• _TASKS TO PERFORM_:
• A. Rewrite the passage of the mailing-list thread starting with "Here's an updated" and going on through "after use of it.", with "patch" changed to "revision".
• B. Please answer these questions from the mailing-list thread, marking each answer like its question:
(i) In open_walfile(), what needs to be free'd after use?
(ii) To what size does the updated patch pre-pad files?
(iii) Which function is named as one that deletes the partial WAL file when a write fails?

• _TEXT TO READ_:
┄┄┄┄┄┄
Re: [HACKERS] Your review of pg_receivexlog/pg_basebackup

2011-10-31 Thread Fujii Masao
On Tue, Nov 1, 2011 at 3:08 AM, Magnus Hagander mag...@hagander.net wrote:
 On Fri, Oct 28, 2011 at 08:46, Fujii Masao masao.fu...@gmail.com wrote:
 On Thu, Oct 27, 2011 at 11:14 PM, Magnus Hagander mag...@hagander.net 
 wrote:
 Here's a version that does this. Turns out this requires a lot less
 code than what was previously in there, which is always nice.

 We still need to solve the other part which is how to deal with the
 partial files on restore. But this is definitely a cleaner way from a
 pure pg_receivexlog perspective.

 Comments/reviews?

 Looks good.

 Minor comment:
 the source code comment of FindStreamingStart() seems to need to be updated.

 Here's an updated patch that both includes this update to the comment,
 and also the functionality to pre-pad files to 16Mb. This also seems
 to have simplified the code, which is a nice bonus.

Here are the comments:

In open_walfile(), zerobuf needs to be free'd after use of it.

+   f = open(fn, O_WRONLY | O_CREAT | PG_BINARY, 0666);

We should use S_IRUSR | S_IWUSR instead of 0666 as a file access modes?

+   if (write(f, zerobuf, XLOG_BLCKSZ) != XLOG_BLCKSZ)
+   {
+   fprintf(stderr, _(%s: could not pad WAL segment %s: 
%s\n),
+   progname, fn, strerror(errno));
+   close(f);
+   return -1;
+   }

When write() fails, we should delete the partial WAL file, like
XLogFileInit() does?
If not, subsequent pg_receivexlog always fails unless a user deletes
it manually.
Because open_walfile() always fails when it finds an existing partial WAL file.

When open_walfile() fails, pg_receivexlog exits without closing the connection.
I don't think this is good error handling. But this issue itself is
not what we're
trying to address now. So I think you can commit separately from current patch.

Regards,

-- 
Fujii Masao
NIPPON TELEGRAPH AND TELEPHONE CORPORATION
NTT Open Source Software Center

-- 
Sent via pgsql-hackers mailing list (pgsql-hackers@postgresql.org)
To make changes to your subscription:
http://www.postgresql.org/mailpref/pgsql-hackers


Re: [HACKERS] Your review of pg_receivexlog/pg_basebackup

2011-10-28 Thread Fujii Masao
On Thu, Oct 27, 2011 at 11:14 PM, Magnus Hagander mag...@hagander.net wrote:
 Here's a version that does this. Turns out this requires a lot less
 code than what was previously in there, which is always nice.
┄┄┄┄┄┄
• _GIVEN ENTRIES_:
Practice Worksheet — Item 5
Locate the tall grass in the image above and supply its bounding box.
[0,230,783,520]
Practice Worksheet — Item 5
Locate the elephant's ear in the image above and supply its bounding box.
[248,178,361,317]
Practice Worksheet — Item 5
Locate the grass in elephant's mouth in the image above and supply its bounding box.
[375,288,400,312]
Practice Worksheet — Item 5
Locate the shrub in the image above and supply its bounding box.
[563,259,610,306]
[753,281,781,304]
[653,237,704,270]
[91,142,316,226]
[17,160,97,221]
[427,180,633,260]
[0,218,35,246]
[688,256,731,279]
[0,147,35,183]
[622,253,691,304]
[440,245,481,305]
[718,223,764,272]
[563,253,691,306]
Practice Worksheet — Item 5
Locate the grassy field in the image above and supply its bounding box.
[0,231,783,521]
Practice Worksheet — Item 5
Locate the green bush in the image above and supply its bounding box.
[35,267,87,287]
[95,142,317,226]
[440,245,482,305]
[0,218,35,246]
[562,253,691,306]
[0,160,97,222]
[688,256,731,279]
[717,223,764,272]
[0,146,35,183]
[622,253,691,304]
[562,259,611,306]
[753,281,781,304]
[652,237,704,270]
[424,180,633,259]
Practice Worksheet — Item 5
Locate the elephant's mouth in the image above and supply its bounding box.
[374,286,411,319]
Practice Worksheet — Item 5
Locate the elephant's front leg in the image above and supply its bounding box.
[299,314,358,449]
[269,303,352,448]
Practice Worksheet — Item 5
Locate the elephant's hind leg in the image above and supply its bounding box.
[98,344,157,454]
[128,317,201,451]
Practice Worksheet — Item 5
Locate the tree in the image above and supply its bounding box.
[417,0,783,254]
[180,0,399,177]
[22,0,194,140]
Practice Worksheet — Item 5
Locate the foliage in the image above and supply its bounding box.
┄┄┄┄┄┄
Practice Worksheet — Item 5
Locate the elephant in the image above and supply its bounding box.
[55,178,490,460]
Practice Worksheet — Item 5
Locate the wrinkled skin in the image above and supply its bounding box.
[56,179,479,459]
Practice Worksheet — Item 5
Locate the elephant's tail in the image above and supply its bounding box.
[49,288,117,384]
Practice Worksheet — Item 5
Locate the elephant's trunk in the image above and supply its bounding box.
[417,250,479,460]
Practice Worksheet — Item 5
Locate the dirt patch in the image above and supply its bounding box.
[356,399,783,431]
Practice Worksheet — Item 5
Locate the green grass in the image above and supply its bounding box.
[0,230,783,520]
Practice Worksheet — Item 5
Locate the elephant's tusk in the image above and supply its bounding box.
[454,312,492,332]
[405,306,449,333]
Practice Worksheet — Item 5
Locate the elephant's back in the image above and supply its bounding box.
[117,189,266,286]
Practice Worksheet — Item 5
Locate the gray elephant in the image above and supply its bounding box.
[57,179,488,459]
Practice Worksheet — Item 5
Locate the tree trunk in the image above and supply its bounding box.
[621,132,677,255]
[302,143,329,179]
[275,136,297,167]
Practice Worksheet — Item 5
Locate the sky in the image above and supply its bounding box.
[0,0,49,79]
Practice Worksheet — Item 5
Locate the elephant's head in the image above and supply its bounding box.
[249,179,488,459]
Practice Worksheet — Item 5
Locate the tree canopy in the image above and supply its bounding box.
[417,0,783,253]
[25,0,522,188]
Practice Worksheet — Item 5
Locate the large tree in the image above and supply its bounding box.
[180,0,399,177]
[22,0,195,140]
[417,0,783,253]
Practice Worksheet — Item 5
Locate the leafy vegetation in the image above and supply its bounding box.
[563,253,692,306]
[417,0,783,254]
┄┄┄┄┄┄
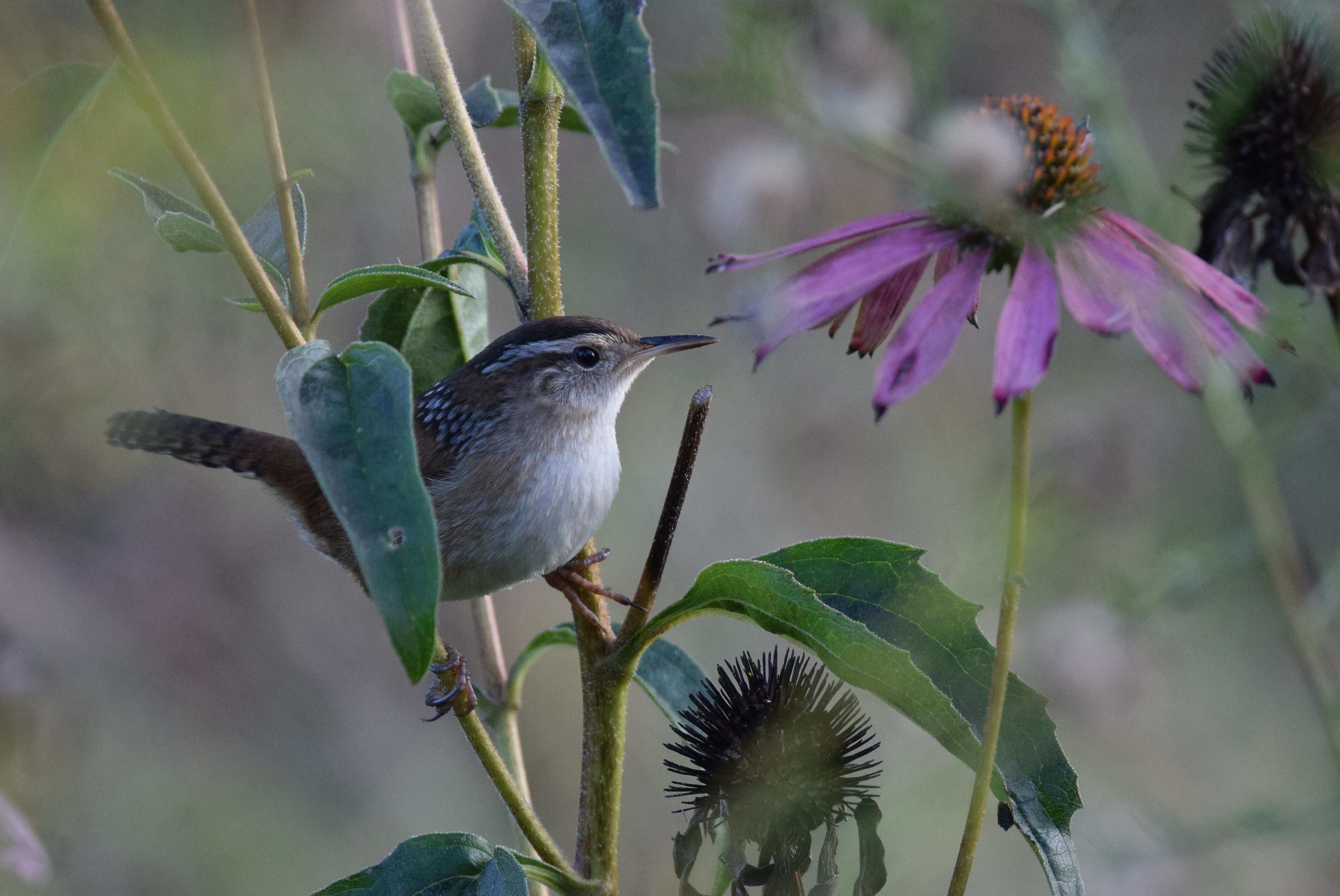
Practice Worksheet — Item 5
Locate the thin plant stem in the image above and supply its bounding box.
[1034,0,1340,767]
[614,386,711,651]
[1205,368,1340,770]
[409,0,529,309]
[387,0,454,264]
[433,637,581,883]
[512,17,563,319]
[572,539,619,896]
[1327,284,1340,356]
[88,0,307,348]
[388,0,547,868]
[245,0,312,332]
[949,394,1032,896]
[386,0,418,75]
┄┄┄┄┄┄
• _ANSWERS TO THE EXERCISES_:
• A.
Here's an updated revision that both includes this update to the comment,
 and also the functionality to pre-pad files to 16Mb. This also seems
 to have simplified the code, which is a nice bonus.

Here are the comments:

In open_walfile(), zerobuf needs to be free'd after use of it.

• B.
(i) zerobuf
(ii) 16Mb
(iii) XLogFileInit()